> **Source document**:

Since then, restorative ideas have become a global phenomenon. Today, there are thousands of restorative justice projects in more than 50 countries.
In Canada, hundreds of restorative initiatives operate in communities, in prisons and in concert with the court system. Last year, the Law Commission of Canada released a report that concluded that restorative processes could be effective in dealing with all types of crime and conflict. The government is expected to formally respond to the report this fall.
In recent years, restorative justice ideas have infiltrated criminal law processes and institutions in a number of ways:
- Restorative thinking heavily influenced the new Canadian Youth Justice Act. Since it came into force in May 2003, the number of young offenders receiving jail sentences has fallen sharply, permitting provinces to close some youth correctional facilities.
At Ottawa's courthouse, the Collaborative Justice Project, which mediates pre-sentence agreements between victims of serious crime and their offenders, has attracted international attention.

> **The tasks**:
• A. According to the restorative justice text, in how many countries do restorative justice projects now exist?
• B. Repeat the part of the restorative justice text that begins at the words "In Canada, hundreds" and stops after "youth correctional facilities.".
None of the items is needed.

> **Records of labeled points**:
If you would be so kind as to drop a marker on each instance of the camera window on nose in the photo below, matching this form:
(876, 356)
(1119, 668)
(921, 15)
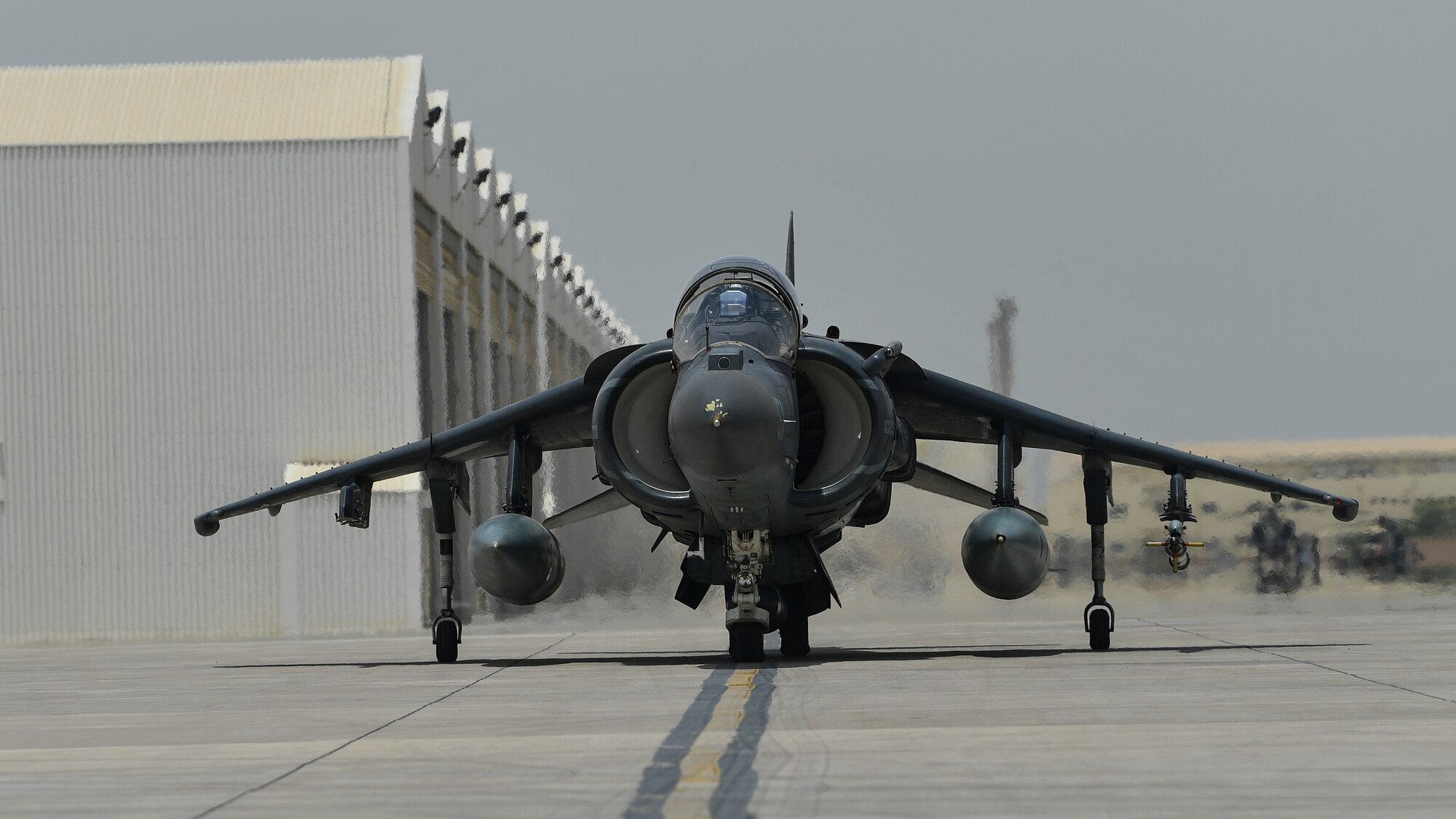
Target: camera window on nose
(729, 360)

* * *

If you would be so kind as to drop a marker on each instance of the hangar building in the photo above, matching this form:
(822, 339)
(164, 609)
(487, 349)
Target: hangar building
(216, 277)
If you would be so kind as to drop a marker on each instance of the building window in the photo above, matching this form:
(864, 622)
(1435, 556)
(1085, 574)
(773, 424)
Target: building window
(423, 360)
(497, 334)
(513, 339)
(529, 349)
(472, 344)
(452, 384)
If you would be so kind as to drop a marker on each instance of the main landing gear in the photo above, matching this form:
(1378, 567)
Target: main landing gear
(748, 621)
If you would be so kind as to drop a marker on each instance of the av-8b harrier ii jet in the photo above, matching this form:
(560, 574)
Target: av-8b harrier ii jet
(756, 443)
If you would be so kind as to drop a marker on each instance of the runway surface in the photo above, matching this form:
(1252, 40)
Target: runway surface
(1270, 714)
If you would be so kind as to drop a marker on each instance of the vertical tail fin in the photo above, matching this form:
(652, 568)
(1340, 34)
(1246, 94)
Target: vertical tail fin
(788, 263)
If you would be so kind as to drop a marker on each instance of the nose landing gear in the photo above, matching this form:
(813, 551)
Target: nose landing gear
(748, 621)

> **Solved tasks**:
• A. More than 50 countries.

• B.
In Canada, hundreds of restorative initiatives operate in communities, in prisons and in concert with the court system. Last year, the Law Commission of Canada released a report that concluded that restorative processes could be effective in dealing with all types of crime and conflict. The government is expected to formally respond to the report this fall.
In recent years, restorative justice ideas have infiltrated criminal law processes and institutions in a number of ways:
- Restorative thinking heavily influenced the new Canadian Youth Justice Act. Since it came into force in May 2003, the number of young offenders receiving jail sentences has fallen sharply, permitting provinces to close some youth correctional facilities.